*** READING TEXT ***
If you have pending applications for trademark or design rights in the EU at the Brexit date, you may refile your application with the UK Intellectual Property Office under the same terms for a UK equivalent right. For a period of 9 months from exit, the UK government will recognize filing dates and claims to earlier priority and UK seniority recorded on the corresponding EU application.
Impact of Brexit on Copyrights
Various international treaties (such as, the Berner Convention and the WIPO Copyright Treaty) govern the protection of copyright. Under these rules, countries provide cross border copyright protection. These rules are luckily not dependent on the UK’s membership of the EU. As a consequence, copyright protection in the UK for EU protected works will largely remain unchanged.
What about database rights and other EU specific IP legislation?
The EU copyright system is based on EU legislation so it only extends to EU member states. Although the protection rights under EU legislation will be preserved in UK law, cross-border IP protection mechanisms will be different. For example, in the event of a no deal-Brexit, there will be no obligation for EU member states to provide database rights to UK businesses. As a result, owners of UK database rights may find their rights unenforceable in the EU. So companies may need to consider other forms of protection for their databases.
*** End of READING TEXT ***
*** GIVEN ENTRIES ***
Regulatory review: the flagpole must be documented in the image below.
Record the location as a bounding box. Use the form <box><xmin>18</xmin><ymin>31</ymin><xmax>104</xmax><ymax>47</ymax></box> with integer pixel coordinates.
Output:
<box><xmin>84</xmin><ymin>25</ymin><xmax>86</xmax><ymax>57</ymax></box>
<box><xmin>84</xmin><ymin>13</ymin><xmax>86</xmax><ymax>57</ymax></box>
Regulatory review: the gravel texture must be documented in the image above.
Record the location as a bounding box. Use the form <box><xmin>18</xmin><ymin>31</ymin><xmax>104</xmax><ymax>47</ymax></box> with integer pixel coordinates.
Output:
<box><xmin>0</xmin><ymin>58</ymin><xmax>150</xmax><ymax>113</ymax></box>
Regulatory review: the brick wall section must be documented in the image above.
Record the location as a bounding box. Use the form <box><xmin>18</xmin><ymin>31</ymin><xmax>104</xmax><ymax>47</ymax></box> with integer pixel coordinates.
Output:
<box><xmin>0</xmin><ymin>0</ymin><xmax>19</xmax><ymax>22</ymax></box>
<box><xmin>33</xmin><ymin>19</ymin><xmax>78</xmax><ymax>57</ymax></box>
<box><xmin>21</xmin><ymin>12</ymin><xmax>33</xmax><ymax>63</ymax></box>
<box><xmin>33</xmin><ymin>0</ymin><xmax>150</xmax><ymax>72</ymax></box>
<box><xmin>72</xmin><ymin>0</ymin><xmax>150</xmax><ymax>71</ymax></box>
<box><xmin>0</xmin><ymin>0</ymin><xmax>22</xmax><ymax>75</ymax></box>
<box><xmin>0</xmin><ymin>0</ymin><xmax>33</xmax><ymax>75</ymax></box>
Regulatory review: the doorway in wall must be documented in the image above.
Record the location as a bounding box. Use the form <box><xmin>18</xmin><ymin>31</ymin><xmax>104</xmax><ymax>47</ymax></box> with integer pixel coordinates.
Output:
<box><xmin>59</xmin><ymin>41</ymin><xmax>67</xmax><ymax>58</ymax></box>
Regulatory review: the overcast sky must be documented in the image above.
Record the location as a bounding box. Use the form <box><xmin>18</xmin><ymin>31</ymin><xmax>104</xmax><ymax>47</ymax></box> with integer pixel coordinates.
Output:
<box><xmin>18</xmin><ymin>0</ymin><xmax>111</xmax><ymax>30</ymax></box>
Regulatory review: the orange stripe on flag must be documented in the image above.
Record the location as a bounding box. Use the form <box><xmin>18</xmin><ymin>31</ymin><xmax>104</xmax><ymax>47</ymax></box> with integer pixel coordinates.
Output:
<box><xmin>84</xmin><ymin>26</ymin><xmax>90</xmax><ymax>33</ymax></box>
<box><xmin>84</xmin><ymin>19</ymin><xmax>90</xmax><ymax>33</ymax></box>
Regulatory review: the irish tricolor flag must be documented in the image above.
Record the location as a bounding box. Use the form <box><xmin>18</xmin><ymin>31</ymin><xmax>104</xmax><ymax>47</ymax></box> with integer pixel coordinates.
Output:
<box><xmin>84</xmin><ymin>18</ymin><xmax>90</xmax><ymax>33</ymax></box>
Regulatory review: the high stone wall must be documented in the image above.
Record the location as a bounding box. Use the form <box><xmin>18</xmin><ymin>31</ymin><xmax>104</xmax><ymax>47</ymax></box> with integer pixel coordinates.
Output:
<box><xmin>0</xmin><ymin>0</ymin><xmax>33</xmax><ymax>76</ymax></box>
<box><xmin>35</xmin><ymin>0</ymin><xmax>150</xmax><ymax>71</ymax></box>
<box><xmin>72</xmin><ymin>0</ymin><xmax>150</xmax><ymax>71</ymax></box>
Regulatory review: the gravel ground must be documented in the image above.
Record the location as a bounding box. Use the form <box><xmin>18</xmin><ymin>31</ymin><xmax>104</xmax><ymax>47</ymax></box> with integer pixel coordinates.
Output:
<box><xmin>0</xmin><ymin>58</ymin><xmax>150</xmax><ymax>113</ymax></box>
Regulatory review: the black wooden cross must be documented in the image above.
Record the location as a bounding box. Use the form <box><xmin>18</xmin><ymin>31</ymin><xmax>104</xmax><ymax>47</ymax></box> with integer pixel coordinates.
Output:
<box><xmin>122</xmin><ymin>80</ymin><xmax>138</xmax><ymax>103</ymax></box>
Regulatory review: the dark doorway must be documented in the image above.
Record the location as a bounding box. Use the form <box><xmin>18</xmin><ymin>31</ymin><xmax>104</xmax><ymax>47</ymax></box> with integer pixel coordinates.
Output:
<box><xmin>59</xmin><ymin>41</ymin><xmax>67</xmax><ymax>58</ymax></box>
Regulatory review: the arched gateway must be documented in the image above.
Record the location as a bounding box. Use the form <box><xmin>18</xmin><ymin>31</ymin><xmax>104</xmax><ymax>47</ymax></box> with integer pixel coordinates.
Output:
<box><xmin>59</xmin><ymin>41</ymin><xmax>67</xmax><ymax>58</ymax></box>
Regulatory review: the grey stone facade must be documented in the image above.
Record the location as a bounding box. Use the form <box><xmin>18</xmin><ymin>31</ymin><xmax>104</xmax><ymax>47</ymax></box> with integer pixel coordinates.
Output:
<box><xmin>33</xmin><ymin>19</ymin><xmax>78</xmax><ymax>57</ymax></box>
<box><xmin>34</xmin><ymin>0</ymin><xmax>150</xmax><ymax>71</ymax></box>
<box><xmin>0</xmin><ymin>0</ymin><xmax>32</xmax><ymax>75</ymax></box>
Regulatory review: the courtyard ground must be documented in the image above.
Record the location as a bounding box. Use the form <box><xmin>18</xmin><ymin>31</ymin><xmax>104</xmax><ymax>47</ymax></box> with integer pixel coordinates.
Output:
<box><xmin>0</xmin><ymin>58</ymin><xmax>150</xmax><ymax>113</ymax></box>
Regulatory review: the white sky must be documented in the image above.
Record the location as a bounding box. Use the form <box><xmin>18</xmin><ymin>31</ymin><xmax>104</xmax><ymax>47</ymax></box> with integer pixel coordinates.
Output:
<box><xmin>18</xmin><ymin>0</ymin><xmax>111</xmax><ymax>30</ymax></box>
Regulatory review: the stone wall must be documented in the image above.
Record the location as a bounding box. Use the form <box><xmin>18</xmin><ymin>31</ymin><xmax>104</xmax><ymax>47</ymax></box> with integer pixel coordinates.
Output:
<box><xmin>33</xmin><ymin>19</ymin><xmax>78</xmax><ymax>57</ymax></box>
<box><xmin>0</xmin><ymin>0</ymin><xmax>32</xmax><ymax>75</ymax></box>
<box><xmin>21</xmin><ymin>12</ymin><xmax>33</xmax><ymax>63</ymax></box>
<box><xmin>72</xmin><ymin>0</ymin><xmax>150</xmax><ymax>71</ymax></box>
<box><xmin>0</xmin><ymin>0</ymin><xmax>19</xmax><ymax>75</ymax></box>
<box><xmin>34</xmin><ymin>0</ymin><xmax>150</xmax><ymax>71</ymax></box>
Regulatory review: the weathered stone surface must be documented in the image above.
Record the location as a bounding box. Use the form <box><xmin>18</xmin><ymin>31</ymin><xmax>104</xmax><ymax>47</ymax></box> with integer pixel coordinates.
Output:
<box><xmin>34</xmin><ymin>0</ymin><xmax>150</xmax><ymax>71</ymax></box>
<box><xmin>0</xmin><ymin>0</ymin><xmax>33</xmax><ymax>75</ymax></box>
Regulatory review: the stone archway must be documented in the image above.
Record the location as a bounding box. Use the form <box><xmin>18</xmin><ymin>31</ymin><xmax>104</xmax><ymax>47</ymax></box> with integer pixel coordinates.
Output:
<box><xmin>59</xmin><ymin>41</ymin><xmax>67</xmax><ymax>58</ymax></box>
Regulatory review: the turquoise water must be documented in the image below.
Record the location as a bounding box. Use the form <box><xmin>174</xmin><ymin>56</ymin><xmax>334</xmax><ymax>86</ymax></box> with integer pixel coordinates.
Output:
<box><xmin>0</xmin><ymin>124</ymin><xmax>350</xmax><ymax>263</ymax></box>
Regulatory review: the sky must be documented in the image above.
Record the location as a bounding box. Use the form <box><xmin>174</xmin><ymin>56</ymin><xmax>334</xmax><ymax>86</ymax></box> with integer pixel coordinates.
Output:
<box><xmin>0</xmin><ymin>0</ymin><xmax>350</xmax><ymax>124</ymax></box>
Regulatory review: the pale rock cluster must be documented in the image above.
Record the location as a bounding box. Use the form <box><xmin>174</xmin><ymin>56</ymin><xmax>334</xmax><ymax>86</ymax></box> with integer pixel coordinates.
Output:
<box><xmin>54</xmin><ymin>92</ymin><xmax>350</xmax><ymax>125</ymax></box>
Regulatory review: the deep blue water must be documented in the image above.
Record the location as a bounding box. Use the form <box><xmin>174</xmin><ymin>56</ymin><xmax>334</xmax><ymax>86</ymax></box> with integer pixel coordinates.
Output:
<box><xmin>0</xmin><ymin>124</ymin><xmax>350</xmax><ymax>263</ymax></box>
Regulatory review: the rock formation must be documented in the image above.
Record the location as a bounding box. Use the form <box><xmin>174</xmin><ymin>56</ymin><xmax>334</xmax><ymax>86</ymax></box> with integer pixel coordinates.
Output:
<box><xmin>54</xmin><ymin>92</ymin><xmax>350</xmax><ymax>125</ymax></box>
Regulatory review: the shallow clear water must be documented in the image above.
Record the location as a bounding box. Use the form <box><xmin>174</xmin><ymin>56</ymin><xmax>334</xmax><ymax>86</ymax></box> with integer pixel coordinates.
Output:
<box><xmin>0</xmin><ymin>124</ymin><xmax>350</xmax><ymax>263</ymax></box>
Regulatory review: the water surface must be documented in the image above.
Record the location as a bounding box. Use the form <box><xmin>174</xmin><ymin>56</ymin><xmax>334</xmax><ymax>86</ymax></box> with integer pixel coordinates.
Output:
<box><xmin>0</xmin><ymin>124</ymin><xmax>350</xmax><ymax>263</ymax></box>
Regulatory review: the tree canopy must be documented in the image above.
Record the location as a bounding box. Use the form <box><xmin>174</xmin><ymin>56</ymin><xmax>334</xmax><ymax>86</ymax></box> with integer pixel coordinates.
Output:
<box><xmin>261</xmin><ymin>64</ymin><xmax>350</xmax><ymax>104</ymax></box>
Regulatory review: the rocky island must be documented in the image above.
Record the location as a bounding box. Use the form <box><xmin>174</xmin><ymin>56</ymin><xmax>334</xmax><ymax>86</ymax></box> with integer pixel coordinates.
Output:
*** End of GIVEN ENTRIES ***
## ACTIVITY A
Answer these questions from the Brexit text, one per line:
(i) For how long from exit will the UK government recognize filing dates recorded on the corresponding EU application?
(ii) Which two international treaties are named as governing the protection of copyright?
(iii) In a no-deal Brexit, what will EU member states have no obligation to provide to UK businesses?
## ACTIVITY B
Duplicate the passage of the Brexit text from "Impact of Brexit" up to and including "specific IP legislation?".
The data is separate material, unrelated to the Brexit text.

## WORKED SOLUTION A
(i) 9 months
(ii) The Berner Convention and the WIPO Copyright Treaty
(iii) Database rights

## WORKED SOLUTION B
Impact of Brexit on Copyrights
Various international treaties (such as, the Berner Convention and the WIPO Copyright Treaty) govern the protection of copyright. Under these rules, countries provide cross border copyright protection. These rules are luckily not dependent on the UK’s membership of the EU. As a consequence, copyright protection in the UK for EU protected works will largely remain unchanged.
What about database rights and other EU specific IP legislation?